▶ _Tarea 1_
Extrae del texto sobre el miedo el trozo que empieza en las palabras “Al día siguiente, me” y termina después de “a haberse equivocado.”, copiado tal cual.
▶ _Tarea 2_
Contesta estas preguntas sobre el texto del miedo:
(a) ¿Cuántos alumnos tiene en total el profesor en 1º?
(b) ¿Qué pregunta le hizo el profesor a la alumna que lloraba en su despacho?
(c) Según el texto, ¿qué es lo contrario al miedo?
▶ _Tarea 3_
Traduce al inglés esta frase del texto sobre el miedo: “La vergüenza no es otra cosa que miedo al rechazo.”

▶ _Texto extraído_
━━━━━━
Empezó el curso y se me ocurrió preguntar el primer día de clase a los nuevos de 1º: cómo se sentían en ese momento frontera, expresado con una sola palabra (en encuesta anónima). Pronto salió en pantalla la nube de palabras con el resultado. “Nerviosa” y “emocionada” respondía al sentir de una de cada tres alumnas (tengo 59 alumnas mujeres de un total de 80, un 73%). “Feliz”, “cansada”, “contenta” e “ilusionada” hacía hasta el 50% de todas las respuestas. Había una “vergüenza”, algo que me extrañó porque según mi observación solemos tener un 20% de transparentes tímidos intensos, a los que hablar en público les causa un importante momento de estrés personal. En general todo positivo menos un “perdido” y un “sin más”, pero faltaban 19 personas por participar. Probablemente aquellas de las que era más importante saber su estado de ánimo, porque quien lo está pasando mal o tiene miedo rara vez lo dice en público.
Al día siguiente, me visitó en el despacho una alumna que, tras intercambiar unas pocas frases protocolarias, no tardó en echarse a llorar. Hace tiempo que las lágrimas sinceras (no las de cocodrilo), lejos de incomodarme, me parecen un valioso regalo de confianza y una gran oportunidad para profundizar, con cariño y cuidado, en algo que merece la pena explorar. Saqué un pañuelo y esperé con calma a que pudiera volver a hablar, atento a su lenguaje no verbal. Después de calmarse y balbucear algunas excusas, creí entender lo que le ocurría. Le pregunté: “¿A qué tienes miedo?” Esa pregunta liberó los grilletes de la tensión acumulada. Estaba paralizada por miedo a la vida: a fracasar, a no dar la talla, a no estar en su lugar, a haberse equivocado.
El miedo más paralizante no es el de hacer puenting, ni el de un animal salvaje, ni el de una catástrofe natural. Todos ellos son evitables o poco frecuentes en nuestro día a día. Los miedos que realmente nos paralizan e impiden nuestra evolución derivan de dos cosas: no ser amados o la muerte.
El miedo a no ser amado aparece en situaciones cotidianas: miedo a no dar la talla, a no encajar, a quedarse solo, a fracasar, a lo nuevo, a hablar en público… La vergüenza no es otra cosa que miedo al rechazo. El miedo a la muerte (propia o de seres queridos) se manifiesta en el miedo a volar, a navegar, a bañarse donde no se ve el fondo, a los espacios cerrados, a las alturas, a la enfermedad…
El miedo es una camisa de fuerza que nos impide hacer aquello que querríamos hacer. Conviene ponerle nombre, mirarlo a los ojos y pedir ayuda para superarlo, porque nuestra vida plena está con mucha frecuencia al otro lado del miedo. Por eso aparece tantas veces en el Evangelio: “no temáis”. Porque es una de las pruebas más comunes de la vida. Lo contrario al miedo es la confianza, que algunos afortunados llaman fe.
━━━━━━
▶ _Registros de una fuente de datos_
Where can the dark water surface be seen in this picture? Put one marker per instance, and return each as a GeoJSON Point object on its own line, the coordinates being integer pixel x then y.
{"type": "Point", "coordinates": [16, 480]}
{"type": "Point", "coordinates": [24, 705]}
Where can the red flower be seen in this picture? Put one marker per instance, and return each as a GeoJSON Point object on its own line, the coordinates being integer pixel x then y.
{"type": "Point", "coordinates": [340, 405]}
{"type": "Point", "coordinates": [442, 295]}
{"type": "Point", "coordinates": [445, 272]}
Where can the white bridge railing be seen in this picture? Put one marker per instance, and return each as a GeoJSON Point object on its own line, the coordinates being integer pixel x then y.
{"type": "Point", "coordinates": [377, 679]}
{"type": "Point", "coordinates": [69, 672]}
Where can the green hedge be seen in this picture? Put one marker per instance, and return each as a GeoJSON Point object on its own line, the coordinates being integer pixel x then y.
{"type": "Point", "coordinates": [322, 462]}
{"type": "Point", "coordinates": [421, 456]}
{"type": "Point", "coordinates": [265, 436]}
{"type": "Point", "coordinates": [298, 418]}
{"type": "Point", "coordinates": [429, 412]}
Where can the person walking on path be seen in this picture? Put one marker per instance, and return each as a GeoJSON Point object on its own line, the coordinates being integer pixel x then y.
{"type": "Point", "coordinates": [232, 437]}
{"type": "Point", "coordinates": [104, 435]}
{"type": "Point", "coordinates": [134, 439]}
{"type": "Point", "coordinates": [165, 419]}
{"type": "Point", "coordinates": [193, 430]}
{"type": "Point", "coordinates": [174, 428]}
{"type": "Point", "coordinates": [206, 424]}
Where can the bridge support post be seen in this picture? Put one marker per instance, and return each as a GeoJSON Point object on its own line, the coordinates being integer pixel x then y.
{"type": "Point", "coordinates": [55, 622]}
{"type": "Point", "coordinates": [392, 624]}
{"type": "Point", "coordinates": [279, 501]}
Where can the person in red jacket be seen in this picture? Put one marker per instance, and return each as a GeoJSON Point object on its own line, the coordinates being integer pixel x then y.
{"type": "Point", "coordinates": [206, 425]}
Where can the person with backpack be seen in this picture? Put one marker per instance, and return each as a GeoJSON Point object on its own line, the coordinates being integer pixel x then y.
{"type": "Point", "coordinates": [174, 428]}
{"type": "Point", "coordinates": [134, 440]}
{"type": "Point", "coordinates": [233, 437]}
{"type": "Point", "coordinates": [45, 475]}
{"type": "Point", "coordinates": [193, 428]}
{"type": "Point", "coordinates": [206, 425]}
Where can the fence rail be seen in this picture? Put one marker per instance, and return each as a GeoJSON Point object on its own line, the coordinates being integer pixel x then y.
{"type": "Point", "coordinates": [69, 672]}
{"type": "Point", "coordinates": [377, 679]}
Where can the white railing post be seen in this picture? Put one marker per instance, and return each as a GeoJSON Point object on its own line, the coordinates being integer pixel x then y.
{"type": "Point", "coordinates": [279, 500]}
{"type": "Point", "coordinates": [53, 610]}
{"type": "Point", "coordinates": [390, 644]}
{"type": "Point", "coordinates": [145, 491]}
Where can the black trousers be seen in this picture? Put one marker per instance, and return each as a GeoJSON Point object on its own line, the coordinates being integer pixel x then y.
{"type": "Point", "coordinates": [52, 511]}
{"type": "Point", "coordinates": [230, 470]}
━━━━━━
▶ _Respuesta 1_
Al día siguiente, me visitó en el despacho una alumna que, tras intercambiar unas pocas frases protocolarias, no tardó en echarse a llorar. Hace tiempo que las lágrimas sinceras (no las de cocodrilo), lejos de incomodarme, me parecen un valioso regalo de confianza y una gran oportunidad para profundizar, con cariño y cuidado, en algo que merece la pena explorar. Saqué un pañuelo y esperé con calma a que pudiera volver a hablar, atento a su lenguaje no verbal. Después de calmarse y balbucear algunas excusas, creí entender lo que le ocurría. Le pregunté: “¿A qué tienes miedo?” Esa pregunta liberó los grilletes de la tensión acumulada. Estaba paralizada por miedo a la vida: a fracasar, a no dar la talla, a no estar en su lugar, a haberse equivocado.

▶ _Respuesta 2_
(a) 80.
(b) “¿A qué tienes miedo?”
(c) La confianza.

▶ _Respuesta 3_
Shame is nothing other than fear of rejection.